> _Your task_
Whenever a line below includes the string "sand", show it.

Saved entries:
Start of Block
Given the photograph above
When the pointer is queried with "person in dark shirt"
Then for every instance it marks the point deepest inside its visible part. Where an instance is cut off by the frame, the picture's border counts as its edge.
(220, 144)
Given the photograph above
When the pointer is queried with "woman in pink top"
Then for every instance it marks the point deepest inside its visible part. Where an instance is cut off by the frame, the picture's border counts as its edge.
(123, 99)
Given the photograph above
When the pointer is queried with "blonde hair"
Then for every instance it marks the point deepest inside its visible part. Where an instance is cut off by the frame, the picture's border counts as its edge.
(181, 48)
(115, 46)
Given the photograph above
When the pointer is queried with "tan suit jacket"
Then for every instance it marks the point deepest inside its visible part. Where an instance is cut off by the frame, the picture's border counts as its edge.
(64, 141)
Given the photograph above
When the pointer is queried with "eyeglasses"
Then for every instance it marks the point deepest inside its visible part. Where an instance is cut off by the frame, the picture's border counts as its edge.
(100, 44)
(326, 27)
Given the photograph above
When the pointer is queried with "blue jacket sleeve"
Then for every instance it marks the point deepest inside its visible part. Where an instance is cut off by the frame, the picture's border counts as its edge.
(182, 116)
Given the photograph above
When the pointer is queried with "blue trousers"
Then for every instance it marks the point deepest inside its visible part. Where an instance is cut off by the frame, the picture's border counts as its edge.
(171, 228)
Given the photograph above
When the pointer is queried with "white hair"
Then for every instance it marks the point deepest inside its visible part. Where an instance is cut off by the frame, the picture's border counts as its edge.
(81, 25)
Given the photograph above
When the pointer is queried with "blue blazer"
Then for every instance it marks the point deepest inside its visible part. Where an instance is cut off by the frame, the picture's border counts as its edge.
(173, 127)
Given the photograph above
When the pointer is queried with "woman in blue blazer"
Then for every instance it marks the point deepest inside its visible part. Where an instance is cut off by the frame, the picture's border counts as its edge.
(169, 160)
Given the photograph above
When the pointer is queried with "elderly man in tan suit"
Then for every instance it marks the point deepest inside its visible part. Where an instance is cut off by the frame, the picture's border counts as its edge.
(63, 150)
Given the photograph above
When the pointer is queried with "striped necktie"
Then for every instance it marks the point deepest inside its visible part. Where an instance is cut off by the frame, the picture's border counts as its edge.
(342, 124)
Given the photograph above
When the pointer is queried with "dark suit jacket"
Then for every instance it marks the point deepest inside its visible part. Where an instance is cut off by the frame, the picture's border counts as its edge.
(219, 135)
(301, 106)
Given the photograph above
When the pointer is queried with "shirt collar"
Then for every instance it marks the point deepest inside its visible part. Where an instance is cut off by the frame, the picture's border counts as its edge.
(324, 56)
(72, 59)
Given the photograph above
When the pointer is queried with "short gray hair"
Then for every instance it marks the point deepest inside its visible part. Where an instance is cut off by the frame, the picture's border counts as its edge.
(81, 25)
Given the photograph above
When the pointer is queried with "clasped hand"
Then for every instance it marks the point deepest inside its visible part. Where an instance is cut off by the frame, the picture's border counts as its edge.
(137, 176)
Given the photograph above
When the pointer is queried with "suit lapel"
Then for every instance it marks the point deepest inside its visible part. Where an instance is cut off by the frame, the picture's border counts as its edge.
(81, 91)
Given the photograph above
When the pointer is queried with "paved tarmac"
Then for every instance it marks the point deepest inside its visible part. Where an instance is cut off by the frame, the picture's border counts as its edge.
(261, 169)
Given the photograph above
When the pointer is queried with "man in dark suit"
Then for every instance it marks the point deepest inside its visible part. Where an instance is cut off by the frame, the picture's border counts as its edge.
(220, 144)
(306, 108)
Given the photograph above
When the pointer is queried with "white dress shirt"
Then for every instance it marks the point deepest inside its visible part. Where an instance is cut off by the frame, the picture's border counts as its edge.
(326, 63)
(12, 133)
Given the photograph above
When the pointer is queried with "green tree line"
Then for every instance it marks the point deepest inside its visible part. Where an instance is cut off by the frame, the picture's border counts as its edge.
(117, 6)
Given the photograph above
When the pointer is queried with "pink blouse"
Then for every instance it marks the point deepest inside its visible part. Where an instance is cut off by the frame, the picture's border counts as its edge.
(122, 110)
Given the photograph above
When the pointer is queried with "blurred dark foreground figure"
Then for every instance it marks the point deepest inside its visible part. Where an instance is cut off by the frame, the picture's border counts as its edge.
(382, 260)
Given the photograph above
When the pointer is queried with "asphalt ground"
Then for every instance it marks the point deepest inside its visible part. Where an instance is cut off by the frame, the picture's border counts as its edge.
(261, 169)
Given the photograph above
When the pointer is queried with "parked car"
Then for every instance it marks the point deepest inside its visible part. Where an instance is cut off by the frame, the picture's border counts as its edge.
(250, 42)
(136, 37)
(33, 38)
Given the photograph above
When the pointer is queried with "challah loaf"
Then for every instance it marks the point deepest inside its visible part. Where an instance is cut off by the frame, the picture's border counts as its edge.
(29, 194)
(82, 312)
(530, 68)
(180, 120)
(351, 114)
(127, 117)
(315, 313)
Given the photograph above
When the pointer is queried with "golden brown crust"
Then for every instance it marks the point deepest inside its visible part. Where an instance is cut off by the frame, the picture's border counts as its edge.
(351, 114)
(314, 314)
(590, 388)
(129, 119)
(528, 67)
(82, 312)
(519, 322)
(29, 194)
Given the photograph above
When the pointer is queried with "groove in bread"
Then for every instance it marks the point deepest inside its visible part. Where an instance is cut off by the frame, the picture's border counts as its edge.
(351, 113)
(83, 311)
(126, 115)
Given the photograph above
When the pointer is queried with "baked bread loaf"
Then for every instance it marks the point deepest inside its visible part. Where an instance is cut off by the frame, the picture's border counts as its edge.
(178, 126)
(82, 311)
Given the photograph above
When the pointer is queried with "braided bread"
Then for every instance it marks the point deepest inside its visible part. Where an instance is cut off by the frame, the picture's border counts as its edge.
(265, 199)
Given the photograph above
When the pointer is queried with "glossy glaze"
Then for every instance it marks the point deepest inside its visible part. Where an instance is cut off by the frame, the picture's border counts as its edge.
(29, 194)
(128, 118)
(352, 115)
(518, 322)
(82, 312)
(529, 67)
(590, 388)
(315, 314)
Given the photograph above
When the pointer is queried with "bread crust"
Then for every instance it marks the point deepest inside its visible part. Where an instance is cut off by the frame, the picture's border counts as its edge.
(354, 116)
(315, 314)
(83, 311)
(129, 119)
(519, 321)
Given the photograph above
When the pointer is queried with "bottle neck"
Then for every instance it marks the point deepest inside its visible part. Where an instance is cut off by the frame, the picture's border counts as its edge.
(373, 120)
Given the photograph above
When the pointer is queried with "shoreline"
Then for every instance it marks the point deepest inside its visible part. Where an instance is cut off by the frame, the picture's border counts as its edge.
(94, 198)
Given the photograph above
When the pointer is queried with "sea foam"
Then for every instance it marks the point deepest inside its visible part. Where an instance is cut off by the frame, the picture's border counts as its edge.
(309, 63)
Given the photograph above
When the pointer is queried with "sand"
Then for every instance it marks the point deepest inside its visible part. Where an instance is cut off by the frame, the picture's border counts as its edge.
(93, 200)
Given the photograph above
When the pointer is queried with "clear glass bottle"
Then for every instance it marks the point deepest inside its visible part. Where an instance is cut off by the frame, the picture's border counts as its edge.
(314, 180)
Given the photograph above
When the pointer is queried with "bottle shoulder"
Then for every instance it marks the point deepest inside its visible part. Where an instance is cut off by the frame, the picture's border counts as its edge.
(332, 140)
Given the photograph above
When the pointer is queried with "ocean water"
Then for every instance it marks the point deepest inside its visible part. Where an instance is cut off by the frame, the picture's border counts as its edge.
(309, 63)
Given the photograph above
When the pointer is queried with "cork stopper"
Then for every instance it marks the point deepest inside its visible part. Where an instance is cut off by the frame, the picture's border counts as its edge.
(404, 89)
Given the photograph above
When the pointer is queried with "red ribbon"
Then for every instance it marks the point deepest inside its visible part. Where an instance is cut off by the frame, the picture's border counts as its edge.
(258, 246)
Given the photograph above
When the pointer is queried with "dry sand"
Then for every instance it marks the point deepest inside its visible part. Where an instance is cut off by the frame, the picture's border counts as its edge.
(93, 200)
End of Block
> _Written answer_
When the pointer is queried with "sand"
When the pointer is queried with "dry sand"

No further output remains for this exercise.